I don't really think either of those requests are "handholding." The LOS thing is just good sense (most SRPGs I've ever played accomplish it by letting you roll back your move, which is something I'm surprised isn't in here on non-Ironman modes) and knowing what map you're going to be on is kind of also informed by my experience in SRPGs where you'll want to optimize your team for the map you're heading into, and there are particular kinds of maps in the game that can dramatically limit the usability of at least one of the character types (Snipers). It's nothing you can't work around, but I think it takes some of the opportunity for optimization out of the game when I have to always assume there's a significant chance that the map I'm heading into could be full of big buildings that provide lots of cover and short eyelines. It doesn't break the game or anything - it's just nice to have, in no small part because I find myself wishing that my Shotgun guy had an Assault Rifle or my Assault Rifle guy had a Shotgun when I end up on maps that are heavily tilted one way or the other. I'd use a shotgun a hell of a lot more often if I knew when I was going to be on a map where I spend most or all of my time inside structures. The airplanes thing is just a design squirk that may only apply to me. When you go to Make Items in your Engineers you see two tabs - one that is open by default with regular gear for people-shaped things and one that has a little airplane on it that also happens to contain a multi-day project that you have to start pretty damn early to build a satellite, which is an enclosed device that flies around. To me, that implies that you build the vehicles out of the Engineer menu and you only move them around in the Hangar menu. I mean, I learned it and now I know it and it's not a problem - it's just an inconsistency between that approach (which is more in-line with how you recruit soldiers) and what I feel like the system is telling me the first time I look at the airplane tab in the Engineer menu. I can definitely understand the thinking that led the design to work this way (in essence, planes are like people) - I just got a mixed message about that early on when I made my first flying machine out of the Engineer menus. So far as UI flubs in complex strategy games implemented to consoles go, that kind of thing is so very minor that it wouldn't be worth mentioning if everything else wasn't done pretty much right.
-------
> REQUIREMENTS:
(a) In the game post, which character type can certain maps make much less usable?
(b) Carry on the game post from the point where it stops.
The material that follows has no connection to the game post.

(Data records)
-------
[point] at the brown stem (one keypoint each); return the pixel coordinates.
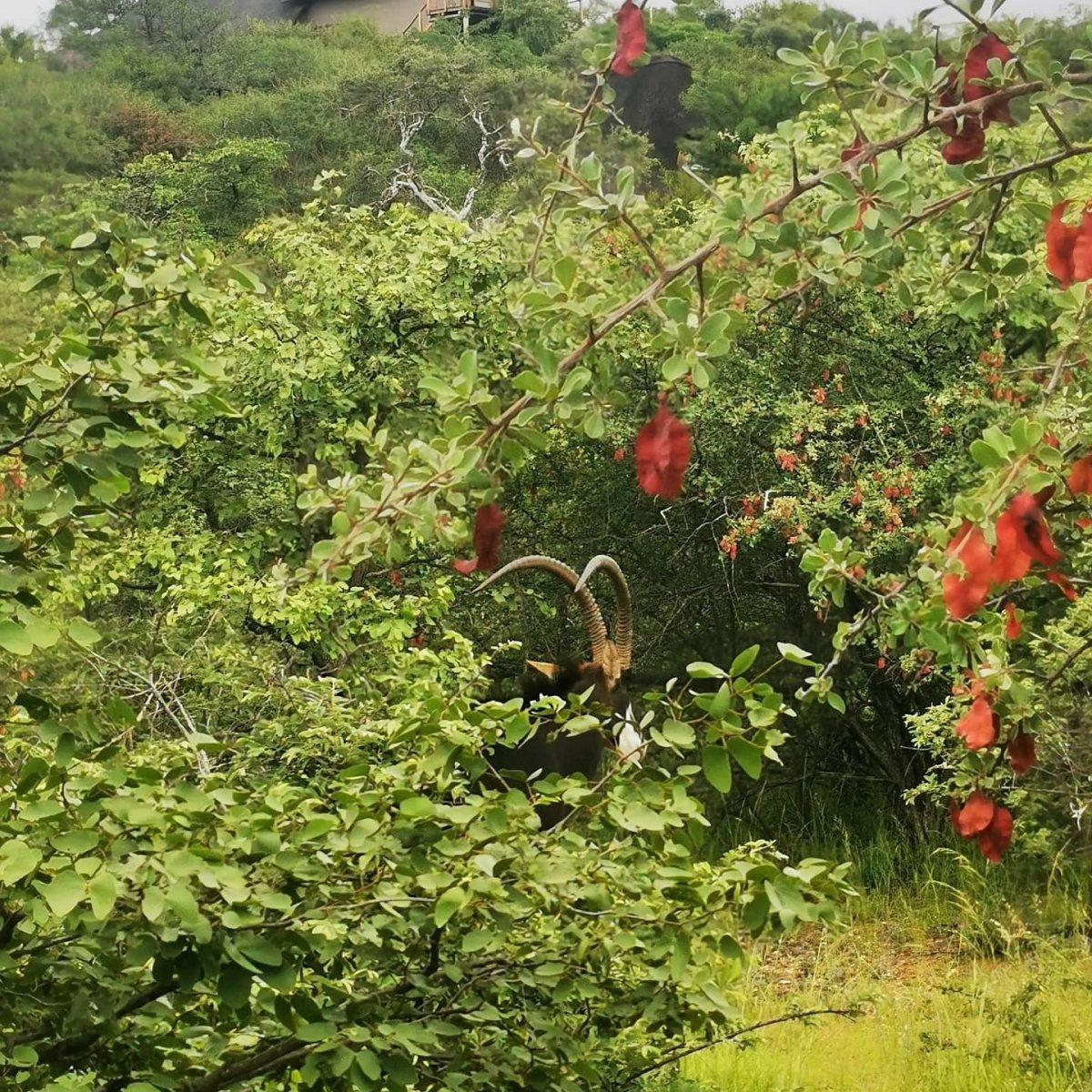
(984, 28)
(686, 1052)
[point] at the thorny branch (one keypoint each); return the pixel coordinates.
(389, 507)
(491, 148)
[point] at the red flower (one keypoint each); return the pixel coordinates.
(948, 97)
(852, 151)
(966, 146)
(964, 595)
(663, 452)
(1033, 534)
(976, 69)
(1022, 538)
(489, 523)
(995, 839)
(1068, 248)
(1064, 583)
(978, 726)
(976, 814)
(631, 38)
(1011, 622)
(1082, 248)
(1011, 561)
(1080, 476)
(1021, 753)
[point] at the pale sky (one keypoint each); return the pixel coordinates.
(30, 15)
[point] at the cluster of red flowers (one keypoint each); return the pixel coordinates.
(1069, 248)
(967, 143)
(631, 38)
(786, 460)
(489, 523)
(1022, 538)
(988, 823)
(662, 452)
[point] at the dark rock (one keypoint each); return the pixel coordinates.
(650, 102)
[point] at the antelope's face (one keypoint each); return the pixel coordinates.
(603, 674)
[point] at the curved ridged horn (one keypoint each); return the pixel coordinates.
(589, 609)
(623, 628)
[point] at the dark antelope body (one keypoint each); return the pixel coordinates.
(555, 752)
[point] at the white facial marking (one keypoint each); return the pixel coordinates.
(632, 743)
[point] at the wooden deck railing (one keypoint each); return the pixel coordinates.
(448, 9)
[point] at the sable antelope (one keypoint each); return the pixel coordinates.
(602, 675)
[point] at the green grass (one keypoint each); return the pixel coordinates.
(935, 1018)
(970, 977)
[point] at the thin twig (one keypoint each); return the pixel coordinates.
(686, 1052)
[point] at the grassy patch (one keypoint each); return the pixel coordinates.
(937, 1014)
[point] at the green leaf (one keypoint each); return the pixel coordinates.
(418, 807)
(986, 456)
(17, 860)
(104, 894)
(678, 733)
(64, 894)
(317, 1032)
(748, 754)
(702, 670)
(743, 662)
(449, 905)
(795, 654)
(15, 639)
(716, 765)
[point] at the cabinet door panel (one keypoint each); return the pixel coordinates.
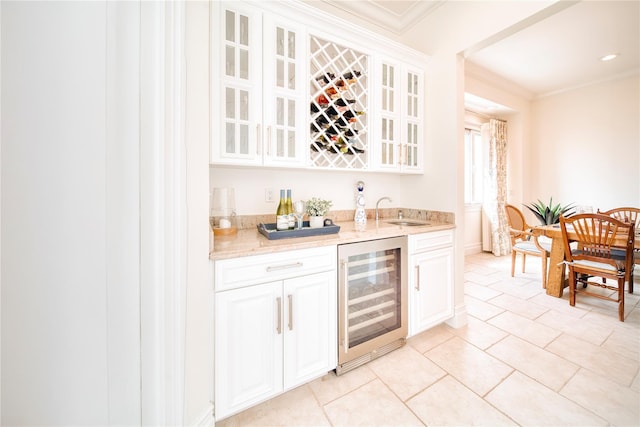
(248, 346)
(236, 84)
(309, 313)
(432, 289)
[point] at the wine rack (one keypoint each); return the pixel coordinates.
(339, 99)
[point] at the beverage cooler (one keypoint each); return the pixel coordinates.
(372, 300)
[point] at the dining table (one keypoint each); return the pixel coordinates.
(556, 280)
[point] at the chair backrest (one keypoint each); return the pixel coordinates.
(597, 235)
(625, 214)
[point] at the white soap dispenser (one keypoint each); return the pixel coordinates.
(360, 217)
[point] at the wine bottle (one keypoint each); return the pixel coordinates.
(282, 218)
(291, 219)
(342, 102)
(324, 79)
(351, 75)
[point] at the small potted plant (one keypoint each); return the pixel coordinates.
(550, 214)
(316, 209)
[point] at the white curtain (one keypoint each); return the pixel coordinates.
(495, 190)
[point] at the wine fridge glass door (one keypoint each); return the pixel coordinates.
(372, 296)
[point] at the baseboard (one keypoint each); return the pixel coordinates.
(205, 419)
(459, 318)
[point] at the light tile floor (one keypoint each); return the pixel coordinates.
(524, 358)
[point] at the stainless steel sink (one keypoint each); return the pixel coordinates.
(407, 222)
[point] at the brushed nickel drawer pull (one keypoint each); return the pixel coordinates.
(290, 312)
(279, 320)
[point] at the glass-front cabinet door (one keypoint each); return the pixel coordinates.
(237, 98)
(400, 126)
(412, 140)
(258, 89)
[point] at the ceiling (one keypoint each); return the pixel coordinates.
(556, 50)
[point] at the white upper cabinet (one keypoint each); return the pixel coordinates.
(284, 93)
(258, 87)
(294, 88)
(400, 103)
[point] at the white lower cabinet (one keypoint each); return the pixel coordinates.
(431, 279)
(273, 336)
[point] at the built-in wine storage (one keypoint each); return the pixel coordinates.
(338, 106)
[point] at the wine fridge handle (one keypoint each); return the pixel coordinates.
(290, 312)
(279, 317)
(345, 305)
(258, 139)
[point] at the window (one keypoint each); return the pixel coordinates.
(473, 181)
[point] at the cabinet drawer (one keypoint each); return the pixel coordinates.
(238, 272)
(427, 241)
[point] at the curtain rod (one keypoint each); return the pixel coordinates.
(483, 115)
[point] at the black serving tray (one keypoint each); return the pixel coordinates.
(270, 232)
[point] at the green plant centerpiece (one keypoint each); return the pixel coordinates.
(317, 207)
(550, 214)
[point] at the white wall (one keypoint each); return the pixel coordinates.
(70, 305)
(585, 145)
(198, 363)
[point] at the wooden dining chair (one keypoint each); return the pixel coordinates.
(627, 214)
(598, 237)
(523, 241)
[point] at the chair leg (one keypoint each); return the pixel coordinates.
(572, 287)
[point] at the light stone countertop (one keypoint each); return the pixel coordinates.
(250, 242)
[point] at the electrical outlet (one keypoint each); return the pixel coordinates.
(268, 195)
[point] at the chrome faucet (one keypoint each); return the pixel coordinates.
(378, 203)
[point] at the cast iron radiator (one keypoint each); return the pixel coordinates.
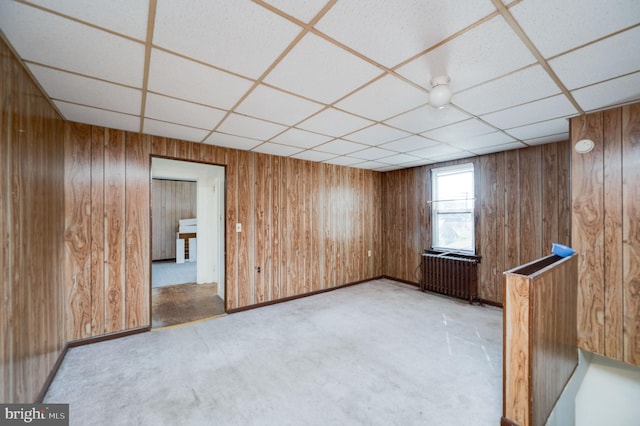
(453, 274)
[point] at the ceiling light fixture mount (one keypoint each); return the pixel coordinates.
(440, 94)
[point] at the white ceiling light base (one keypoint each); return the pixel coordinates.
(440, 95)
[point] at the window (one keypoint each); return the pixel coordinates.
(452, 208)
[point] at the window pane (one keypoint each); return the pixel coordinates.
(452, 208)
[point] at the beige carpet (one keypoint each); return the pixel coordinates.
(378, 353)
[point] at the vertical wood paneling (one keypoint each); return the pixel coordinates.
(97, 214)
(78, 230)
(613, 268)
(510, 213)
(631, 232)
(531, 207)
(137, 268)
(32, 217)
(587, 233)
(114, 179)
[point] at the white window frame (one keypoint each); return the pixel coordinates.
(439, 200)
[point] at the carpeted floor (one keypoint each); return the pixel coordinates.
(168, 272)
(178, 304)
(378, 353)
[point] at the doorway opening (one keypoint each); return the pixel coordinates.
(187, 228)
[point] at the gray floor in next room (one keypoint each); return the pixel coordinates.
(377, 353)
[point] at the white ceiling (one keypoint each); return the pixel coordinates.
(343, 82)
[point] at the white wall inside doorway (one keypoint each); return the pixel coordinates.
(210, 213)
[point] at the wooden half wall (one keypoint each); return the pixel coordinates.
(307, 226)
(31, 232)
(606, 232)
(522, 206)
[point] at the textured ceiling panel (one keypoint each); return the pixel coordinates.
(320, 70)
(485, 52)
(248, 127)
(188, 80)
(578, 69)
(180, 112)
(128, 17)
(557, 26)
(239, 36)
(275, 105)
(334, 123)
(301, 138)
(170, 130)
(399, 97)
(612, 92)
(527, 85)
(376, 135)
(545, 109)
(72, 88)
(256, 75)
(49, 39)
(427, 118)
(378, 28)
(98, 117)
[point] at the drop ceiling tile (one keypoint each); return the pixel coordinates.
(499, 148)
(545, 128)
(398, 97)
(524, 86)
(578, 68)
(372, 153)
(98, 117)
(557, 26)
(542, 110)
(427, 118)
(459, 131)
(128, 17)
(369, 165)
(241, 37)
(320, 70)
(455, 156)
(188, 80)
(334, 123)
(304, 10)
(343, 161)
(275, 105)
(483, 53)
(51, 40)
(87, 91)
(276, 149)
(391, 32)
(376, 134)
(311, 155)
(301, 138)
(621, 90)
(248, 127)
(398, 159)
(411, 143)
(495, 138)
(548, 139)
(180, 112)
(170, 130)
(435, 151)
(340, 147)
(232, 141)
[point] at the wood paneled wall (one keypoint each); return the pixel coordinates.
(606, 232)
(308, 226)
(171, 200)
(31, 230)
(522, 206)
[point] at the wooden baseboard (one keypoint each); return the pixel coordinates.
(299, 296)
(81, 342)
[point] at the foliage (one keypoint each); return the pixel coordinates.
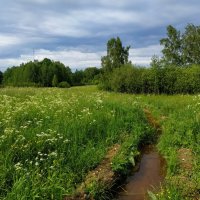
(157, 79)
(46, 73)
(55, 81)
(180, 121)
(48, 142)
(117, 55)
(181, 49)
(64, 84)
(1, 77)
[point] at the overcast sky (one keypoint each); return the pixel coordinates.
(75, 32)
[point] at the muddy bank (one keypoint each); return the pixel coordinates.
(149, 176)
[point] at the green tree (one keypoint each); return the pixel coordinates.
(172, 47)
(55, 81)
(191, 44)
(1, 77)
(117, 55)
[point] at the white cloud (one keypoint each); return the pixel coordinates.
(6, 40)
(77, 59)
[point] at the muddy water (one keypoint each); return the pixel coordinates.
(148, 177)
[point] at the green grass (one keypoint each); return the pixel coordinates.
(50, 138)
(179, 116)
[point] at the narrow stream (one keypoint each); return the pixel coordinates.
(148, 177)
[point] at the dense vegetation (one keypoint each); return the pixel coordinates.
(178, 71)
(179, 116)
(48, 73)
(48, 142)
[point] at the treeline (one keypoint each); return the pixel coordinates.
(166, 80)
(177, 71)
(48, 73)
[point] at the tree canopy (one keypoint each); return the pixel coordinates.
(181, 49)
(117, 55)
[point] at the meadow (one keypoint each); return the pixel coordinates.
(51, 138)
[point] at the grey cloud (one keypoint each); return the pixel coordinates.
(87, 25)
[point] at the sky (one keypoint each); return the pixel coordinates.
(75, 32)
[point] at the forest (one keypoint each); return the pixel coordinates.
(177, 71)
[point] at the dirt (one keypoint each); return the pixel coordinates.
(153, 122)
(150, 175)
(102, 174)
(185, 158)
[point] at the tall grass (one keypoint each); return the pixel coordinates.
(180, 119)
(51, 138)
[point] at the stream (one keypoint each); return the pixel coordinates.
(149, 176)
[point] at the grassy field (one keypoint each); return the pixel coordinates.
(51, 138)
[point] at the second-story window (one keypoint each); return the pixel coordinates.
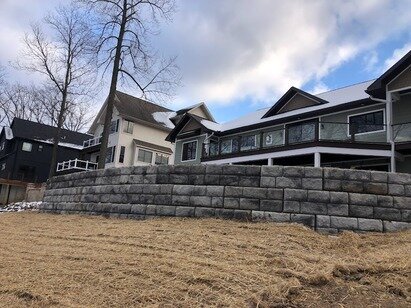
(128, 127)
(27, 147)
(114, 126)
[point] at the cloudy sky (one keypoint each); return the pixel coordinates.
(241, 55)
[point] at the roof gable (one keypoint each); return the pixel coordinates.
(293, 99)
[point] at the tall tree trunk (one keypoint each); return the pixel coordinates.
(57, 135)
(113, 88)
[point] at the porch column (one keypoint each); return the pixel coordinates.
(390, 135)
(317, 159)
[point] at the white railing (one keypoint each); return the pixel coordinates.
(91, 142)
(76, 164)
-------
> ANSWERS PER TASK:
(a) Snipers.

(b)
It's possible that you're the biggest dickhead on this board. I haven't done a scientific study or anything, but if I had to lay money today, you would be my bet. Like Brian said, it can definitely be confusing because the second tab in Engineering has a picture of an airplane on it. Also, I don't know why you would expect someone to think that the place to go to build an airplane is the "hangar." Airplanes don't get built in hangars, any more than cars get built in parking spaces. Why you think someone would intuitively know that although equipment, tanks, and satellites all get built by engineers, airplanes (which would naturally fall in the middle of that list) get built by hangars, is beyond me. It's all just a question of where you draw arbitrary gameplay lines in terms of how much information the player has before making a decision. They could have given you less (e.g. not told you the difficulty of the mission before going; not telling you what type of mission it will be; or not showing you what moves will be a "dash" versus a regular move before you move) or they could have given you more. These are just totally arbitrary decisions and the game could work just fine with more, less or the same player information both pre-misison and during the mission. Your absurd facepalming when someone says the game would be better with more information is pretty ridiculous. Although the game works fine as-is, Brian's right that you would get more use out of the variety of equipment, and have more interesting pre-mission decisions to make, if you were told what type of map you were going into. On the downside, though, you would lose the element of having to adapt to what you find. It's similar to the way the game does not allow you to pick soldier classes: on the one hand that can be annoying because it takes away interesting choices and control the player could have, but on the other hand it forces the player to adapt to whatever situation the game hands you.
And of course, you do build planes in Engineering eventually (which is a huge PITA with the way that works with hangars).
Yeah you make that known every time you're wrong. Try clicking on stuff. I hear that's how you make shit happen in video games with mouse cursors and buttons. Or finish the tutorial. Or open the UFOpaedia. Except Brian wants to be fed this information instead of piecing together the simple facts that: Terror missions, escorts, bomb defuse, and abductions occur on urban terrain with a mix of open and closed sightlines Downed UFOs occur in swamps and forests, always Bigger UFOs are always a mix of open forest with tight UFO spaces depending on UFO size This information does not need to be spoonfed to anyone actually playing the game. How appropriate your equipment choice is based mostly on experienced predictions and a little bit of luck, the way it's meant to be, and the way it was originally. The kicker is that it doesn't even matter, since with proper strategy you can use any mix of soldiers to your advantage. And I don't facepalm. You should look carefully at what you're writing, because you're content with basically just saying "oh if it were like this, then it'd be like this, but if it were like that, then it would just be like that." Well, it isn't, because Jake Solomon is better than you at this shit, so get over it.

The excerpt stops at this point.